[SOURCE EXTRACT Boundary: Start]

A sales manager who cannot sell is not respected by his team. Sales management without respect is severely impaired.
As has been shared here before, sales is not a desk job. The desk job lends itself to structure, systems, rules, policies and regulation in the corporate pyramid. It is thus comparatively simpler for one to manage a docket which one is not technically competent in. For instance, you don’t have to know cashiering to manage the operations of a bank, nor how to diagnose medicine to be the Cabinet Secretary for Health.
It may help, yes, but it’s not mandatory. In fact, one can transfer one’s managerial skills progressively across disparate functions as one’s capacity grows, without having the respective operational competence. When a technical problem is brought their way by a direct report, such managers will likely respond, “So, what do you think we should do?” And from the response guide to a solution. And it works.
Selling is not a desk job
Effective sales management begins with the knowledge that sales is a different kettle of fish. To date, companies still haven’t found a resting place in the corporate pyramid for salespeople. The amorphous nature of selling only serves to compound the problem. To manage this wild card nature from the swivel chair is a recipe for failure. And the reason is that the field is unstructured and, if explicitly followed, rules, policies and regulation actually suffocate the sales process. (Yes, you read that right)
Successful salespeople don’t play by the rules; they are shrewd but ethical. For instance, they will convince the by-the-book desk job bank manager to open the account even though all documentation is not in yet. Oh, they will bring the documentation. It’s just that “The client’s payment (or salary) is coming in over the next 24 hours and, if we go by the rules, the account will be opened in 96 and it may jeopardize the sale.”
Different style of management
And this is reflective of differences in the style of management required. Sales is outward oriented; the pyramid is inward looking. Salespeople know this and have little respect for those that don’t, especially if it’s their boss. So, when the beaten salesperson, drowning in an ocean of rejection, comes to his manager, he needs to know he has walked in his shoes and feels his pain; he wants empathy from a practical, not theoretic perspective. Asking him, “So, what do you think we should do about it?” doesn’t cut it. Effective sales management begins with knowing what how to respond and how not to.
Sales management is a strategic job that is tactical in nature
Effective sales management doesn’t mean that you must have been a super salesman; in any case, stellar sellers make measly sales managers. And, you’re supposed to be growing, not competing with, your team members. Plus showing selling capacity is only one (indispensable) necessity for successful sales management. Meaning, if your name is last on the performance dashboard but shows occasional sales made, the team will respect this as demonstration of your capacity to sell. They are convinced that you understand their pain.
Effective sales management begins with the knowledge that it is a strategic job that is tactical in nature. As such, some managers spend the better part of week days out in the field with their teams, and allocate a Saturday for paperwork. Why? Because, this is how they inspire their teams to deliver what matters-numbers.
The disrespect can be brutal
During a sales review meeting I was invited to last year, the relatively new sales manager was asked by one of his team members, ”You are telling us that our numbers are down. You, where are your sales (sic)?” Disrespect. The kind the desk job would call insubordination and cause for reprimand. But this is Sales. From the pregnant silence you could tell that the accusation was shared across board. “Who here can say I have not given them at least one account?” the Sales Manager confidently responded. Of the eleven sales people in the room, not one hand was raised. He had earned their respect.

[SOURCE EXTRACT Boundary: End]

# [WHAT YOU NEED TO DO]
1. In the article on sales management, how do some managers arrange their week so they can spend time in the field with their teams?
2. Decide whether each statement agrees with the article on sales management, and quote the words that decide it:
(a) Stellar sellers make excellent sales managers.
(b) Sales looks outward, while the corporate pyramid looks inward.
(c) Successful salespeople are shrewd but unethical.

[ENTRIES SUPPLIED Boundary: Start]

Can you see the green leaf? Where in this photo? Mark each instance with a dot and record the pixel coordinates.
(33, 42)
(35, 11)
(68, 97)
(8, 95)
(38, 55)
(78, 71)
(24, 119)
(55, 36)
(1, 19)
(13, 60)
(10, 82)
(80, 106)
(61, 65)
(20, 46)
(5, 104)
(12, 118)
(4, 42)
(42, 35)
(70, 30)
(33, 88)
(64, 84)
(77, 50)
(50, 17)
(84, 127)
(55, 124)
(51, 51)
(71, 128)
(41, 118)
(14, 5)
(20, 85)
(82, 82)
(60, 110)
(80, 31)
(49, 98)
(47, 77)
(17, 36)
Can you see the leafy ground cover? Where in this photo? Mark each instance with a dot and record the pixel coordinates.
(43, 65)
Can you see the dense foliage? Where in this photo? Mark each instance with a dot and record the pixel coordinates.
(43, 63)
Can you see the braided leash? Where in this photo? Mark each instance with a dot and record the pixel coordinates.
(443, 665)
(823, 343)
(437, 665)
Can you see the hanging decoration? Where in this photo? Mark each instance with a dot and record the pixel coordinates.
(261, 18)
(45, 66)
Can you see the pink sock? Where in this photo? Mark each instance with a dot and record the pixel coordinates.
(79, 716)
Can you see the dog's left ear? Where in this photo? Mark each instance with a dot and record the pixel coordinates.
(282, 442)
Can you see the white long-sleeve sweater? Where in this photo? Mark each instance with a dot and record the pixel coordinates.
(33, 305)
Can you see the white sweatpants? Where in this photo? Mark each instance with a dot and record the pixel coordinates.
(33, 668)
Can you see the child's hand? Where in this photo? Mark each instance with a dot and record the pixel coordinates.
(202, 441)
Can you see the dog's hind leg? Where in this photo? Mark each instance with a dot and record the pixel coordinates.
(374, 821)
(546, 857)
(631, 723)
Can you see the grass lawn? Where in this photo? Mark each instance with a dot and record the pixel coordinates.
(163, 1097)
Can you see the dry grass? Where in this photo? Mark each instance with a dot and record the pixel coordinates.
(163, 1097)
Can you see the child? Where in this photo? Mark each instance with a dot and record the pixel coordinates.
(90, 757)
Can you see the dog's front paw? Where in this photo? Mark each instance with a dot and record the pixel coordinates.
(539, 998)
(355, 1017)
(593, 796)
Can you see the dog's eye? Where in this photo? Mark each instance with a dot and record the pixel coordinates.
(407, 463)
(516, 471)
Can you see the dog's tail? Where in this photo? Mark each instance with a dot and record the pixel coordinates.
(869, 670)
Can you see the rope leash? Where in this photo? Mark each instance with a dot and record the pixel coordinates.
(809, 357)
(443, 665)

[ENTRIES SUPPLIED Boundary: End]

# [ANSWERS PROVIDED]
1. They spend most weekdays out in the field with their teams and set aside a Saturday for paperwork.

2.
(a) No: "stellar sellers make measly sales managers."
(b) Yes: "Sales is outward oriented; the pyramid is inward looking."
(c) No: "they are shrewd but ethical."